What the task requires
Rewrite every line of the records below as a Markdown table with two columns, Row and Line. Number the rows in order and leave out blank lines.

(Data items)
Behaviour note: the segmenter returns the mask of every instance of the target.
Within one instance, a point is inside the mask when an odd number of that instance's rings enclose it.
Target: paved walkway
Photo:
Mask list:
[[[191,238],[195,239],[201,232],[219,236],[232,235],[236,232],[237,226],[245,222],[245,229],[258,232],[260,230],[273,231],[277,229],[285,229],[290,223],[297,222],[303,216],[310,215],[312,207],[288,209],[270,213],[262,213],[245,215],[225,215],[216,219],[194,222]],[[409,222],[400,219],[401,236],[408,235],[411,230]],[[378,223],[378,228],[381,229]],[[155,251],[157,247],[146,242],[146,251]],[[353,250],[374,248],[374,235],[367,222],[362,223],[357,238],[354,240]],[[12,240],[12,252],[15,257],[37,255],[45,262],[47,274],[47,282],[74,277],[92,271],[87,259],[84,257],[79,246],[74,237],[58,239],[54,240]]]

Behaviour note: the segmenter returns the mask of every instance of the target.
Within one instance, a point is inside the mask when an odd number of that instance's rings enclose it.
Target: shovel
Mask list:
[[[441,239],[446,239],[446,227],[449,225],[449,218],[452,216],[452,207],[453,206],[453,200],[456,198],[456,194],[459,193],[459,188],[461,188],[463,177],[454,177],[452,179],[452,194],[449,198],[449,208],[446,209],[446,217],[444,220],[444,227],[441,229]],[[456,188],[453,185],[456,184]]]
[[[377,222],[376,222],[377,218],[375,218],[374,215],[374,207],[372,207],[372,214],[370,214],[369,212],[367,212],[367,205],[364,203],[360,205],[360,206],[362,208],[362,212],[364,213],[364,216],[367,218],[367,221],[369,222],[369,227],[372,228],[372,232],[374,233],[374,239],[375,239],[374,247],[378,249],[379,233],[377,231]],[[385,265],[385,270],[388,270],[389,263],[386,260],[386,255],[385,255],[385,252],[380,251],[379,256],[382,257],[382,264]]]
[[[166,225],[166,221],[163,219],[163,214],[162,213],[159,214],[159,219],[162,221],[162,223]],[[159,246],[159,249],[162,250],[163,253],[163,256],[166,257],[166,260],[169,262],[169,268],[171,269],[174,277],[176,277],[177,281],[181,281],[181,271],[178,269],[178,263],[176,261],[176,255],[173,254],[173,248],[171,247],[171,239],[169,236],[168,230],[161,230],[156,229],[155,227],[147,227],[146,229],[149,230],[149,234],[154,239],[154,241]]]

Final result
| Row | Line |
|---|---|
| 1 | Behaviour note: the segmenter returns the mask of every instance of the target. |
| 2 | Within one instance, a point is inside the mask when an odd number of that instance's rings enclose it. |
| 3 | Target: paved walkway |
| 4 | Photo: |
| 5 | Mask list: |
| 6 | [[[191,238],[195,239],[201,232],[219,236],[232,235],[236,232],[237,226],[245,222],[245,229],[258,232],[260,230],[273,231],[277,229],[285,229],[290,223],[297,222],[303,216],[310,215],[312,207],[288,209],[270,213],[262,213],[245,215],[225,215],[216,219],[194,222]],[[409,222],[400,219],[401,236],[408,235],[411,230]],[[378,223],[378,228],[381,229]],[[155,251],[157,247],[146,242],[146,251]],[[353,250],[374,248],[374,235],[367,222],[362,223],[357,238],[354,240]],[[12,240],[12,252],[15,257],[37,255],[45,262],[47,274],[47,282],[74,277],[92,271],[87,259],[84,257],[79,246],[74,237],[58,239],[54,240]]] |
| 7 | Behaviour note: the segmenter returns the mask of every instance of the target. |
| 8 | Within one instance, a point is inside the mask when an odd number of that instance's rings enclose it. |
| 9 | Target: shovel |
| 10 | Mask list: |
| 11 | [[[441,239],[446,239],[446,227],[449,225],[449,218],[452,216],[452,207],[453,206],[453,200],[456,198],[456,194],[459,193],[459,188],[461,188],[463,177],[454,177],[452,179],[452,194],[449,198],[449,208],[446,209],[446,217],[444,220],[444,227],[441,229]],[[456,188],[453,185],[456,184]]] |
| 12 | [[[377,222],[376,222],[377,218],[375,218],[374,215],[374,207],[372,207],[372,214],[370,214],[369,212],[367,212],[367,205],[364,203],[360,205],[360,206],[362,208],[362,212],[364,213],[364,216],[367,218],[367,221],[369,222],[369,227],[372,228],[372,232],[374,233],[374,239],[375,239],[374,247],[378,249],[379,233],[377,231]],[[385,265],[385,270],[388,270],[389,263],[386,260],[386,255],[385,255],[385,252],[380,251],[379,256],[382,257],[382,264]]] |
| 13 | [[[166,225],[166,221],[163,219],[163,214],[162,213],[159,214],[159,219],[162,221],[162,223]],[[159,246],[159,249],[162,250],[163,253],[163,256],[166,257],[166,260],[169,262],[169,268],[171,269],[174,277],[176,277],[177,281],[181,281],[181,271],[178,269],[178,263],[176,261],[176,255],[173,254],[173,248],[171,247],[171,239],[169,236],[168,230],[161,230],[156,229],[155,227],[147,227],[146,229],[149,230],[149,234],[154,239],[154,241]]] |